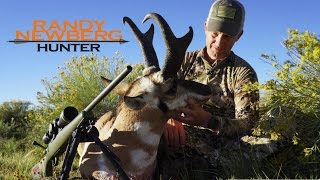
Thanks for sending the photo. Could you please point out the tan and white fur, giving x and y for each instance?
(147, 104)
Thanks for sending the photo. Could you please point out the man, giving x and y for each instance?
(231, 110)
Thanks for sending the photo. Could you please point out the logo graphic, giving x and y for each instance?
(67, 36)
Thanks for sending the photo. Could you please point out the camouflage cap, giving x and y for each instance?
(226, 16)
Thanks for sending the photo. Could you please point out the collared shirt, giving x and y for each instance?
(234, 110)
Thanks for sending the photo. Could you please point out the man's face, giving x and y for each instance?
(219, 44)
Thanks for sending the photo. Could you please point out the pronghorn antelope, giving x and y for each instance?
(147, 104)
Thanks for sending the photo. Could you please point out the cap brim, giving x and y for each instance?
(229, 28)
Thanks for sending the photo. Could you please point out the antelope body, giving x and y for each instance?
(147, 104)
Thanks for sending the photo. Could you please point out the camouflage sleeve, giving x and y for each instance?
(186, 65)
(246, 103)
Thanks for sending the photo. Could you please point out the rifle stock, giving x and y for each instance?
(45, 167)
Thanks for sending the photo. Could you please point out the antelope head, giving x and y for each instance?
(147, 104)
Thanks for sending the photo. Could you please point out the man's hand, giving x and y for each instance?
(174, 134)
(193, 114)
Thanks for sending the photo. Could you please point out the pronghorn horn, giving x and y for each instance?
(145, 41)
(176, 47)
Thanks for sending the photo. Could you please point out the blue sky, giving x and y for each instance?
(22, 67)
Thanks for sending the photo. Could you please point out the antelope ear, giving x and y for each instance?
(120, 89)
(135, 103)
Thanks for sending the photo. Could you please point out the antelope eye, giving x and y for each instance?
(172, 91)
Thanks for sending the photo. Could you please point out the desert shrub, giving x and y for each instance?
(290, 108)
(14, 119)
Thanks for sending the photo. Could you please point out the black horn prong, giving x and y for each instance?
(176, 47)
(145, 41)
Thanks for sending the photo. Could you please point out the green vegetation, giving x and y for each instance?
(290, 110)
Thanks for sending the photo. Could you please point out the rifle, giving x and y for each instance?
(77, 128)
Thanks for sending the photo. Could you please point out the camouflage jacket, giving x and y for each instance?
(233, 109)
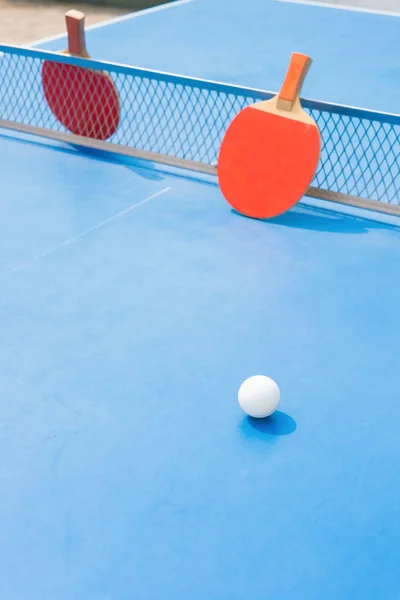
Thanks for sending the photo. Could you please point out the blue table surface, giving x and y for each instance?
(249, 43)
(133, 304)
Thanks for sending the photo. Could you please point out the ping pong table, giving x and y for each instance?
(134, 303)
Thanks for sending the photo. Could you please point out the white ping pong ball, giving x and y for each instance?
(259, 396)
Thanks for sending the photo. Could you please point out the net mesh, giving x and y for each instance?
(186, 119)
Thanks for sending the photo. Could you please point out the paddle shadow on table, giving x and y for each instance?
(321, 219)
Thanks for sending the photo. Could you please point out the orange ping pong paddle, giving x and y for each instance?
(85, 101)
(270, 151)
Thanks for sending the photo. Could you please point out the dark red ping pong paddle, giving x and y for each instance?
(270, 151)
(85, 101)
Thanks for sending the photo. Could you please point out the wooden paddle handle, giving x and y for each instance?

□ □ □ □ □

PROBLEM DESCRIPTION: Although the records contain pictures, return only their text, exactly as written.

ANSWER FOR THE TASK:
Thanks for sending the photo. Could you please point out the tan and white fur, giving x and y for each instance?
(147, 104)
Thanks for sending the photo. Could you please point out the man, giving x and y for each instance?
(231, 110)
Thanks for sending the photo. Could you please point out the logo graphic, giving x and y for each instance?
(67, 36)
Thanks for sending the photo. Could you please point out the camouflage cap, giving x and y for each instance?
(226, 16)
Thanks for sending the photo. Could you please point out the collared shirt, giving x and y for each instance?
(234, 110)
Thanks for sending the photo. Could you please point out the man's face, giving x and y for each instance?
(219, 44)
Thanks for sending the photo. Could you please point out the pronghorn antelope, giving x and y for each instance?
(147, 104)
Thanks for sending the photo. Could you please point out the cap brim, giving x and y for each instance?
(229, 28)
Thanks for sending the photo. Could you please point out the antelope body, giving x and y for each instance?
(147, 104)
Thanks for sending the photo. Could you please point out the camouflage sleeve, giving x and y for each instance?
(186, 65)
(246, 103)
Thanks for sending the photo. Could you please point out the rifle stock, giving x and y for each instance?
(45, 167)
Thanks for sending the photo. Could you please point out the antelope head, giving x and y for each instance?
(147, 104)
Thanks for sending the photo. Could you please point out the man's hand, giving x and y for each instance?
(174, 134)
(193, 114)
Thanks for sending the photo. Could you please point out the pronghorn horn, giving x and y for each instance?
(145, 41)
(176, 47)
Thanks for sending the photo. Could you please point out the blue sky, giving x and y for each instance?
(22, 67)
Thanks for sending the photo. Could you please point out the antelope ear, giving x and y for each instance?
(120, 89)
(135, 103)
Thanks for sending the photo. Could you please point out the antelope eye, giving x and y for each instance?
(172, 91)
Thanks for sending the photo. Could you please point out the desert shrub, giving x and y for each instance?
(290, 108)
(14, 119)
Thanks for sending the photo. Could you please point out the black horn prong, giving x and y for each instance?
(176, 47)
(145, 41)
Thanks for sending the photo. Could you please point out the green vegetation, giving x and y for each instance?
(290, 110)
Thanks for sending the photo. Could you please point out the rifle, giving x and y for each instance?
(77, 128)
Thanks for sending the photo. Could you please point out the camouflage jacket, giving x and y for each instance?
(233, 109)
Thanks for sending the photo. Could you please point out the blue table surface, giving x and y for each instance?
(249, 43)
(133, 304)
Thanks for sending the photo. Could you please point out the ping pong table, giving x and y for each instance?
(134, 303)
Thanks for sending the photo. Could you please point out the white ping pong ball, giving x and y for each instance?
(259, 396)
Thanks for sending the photo. Could you please point out the net mesh, giving x and y for each instance?
(186, 119)
Thanks for sending the photo. Could you please point out the paddle shadow on table, giving x and y for each instance?
(321, 219)
Thanks for sending the photo. Could you please point out the orange ping pong paddle, giving x and y for each instance?
(85, 101)
(270, 151)
Thanks for sending the photo. Could you please point out the dark red ping pong paddle, giving x and y for each instance?
(270, 151)
(85, 101)
Thanks for sending the photo. Could you please point out the wooden paddle handle, giving x and y for each instance?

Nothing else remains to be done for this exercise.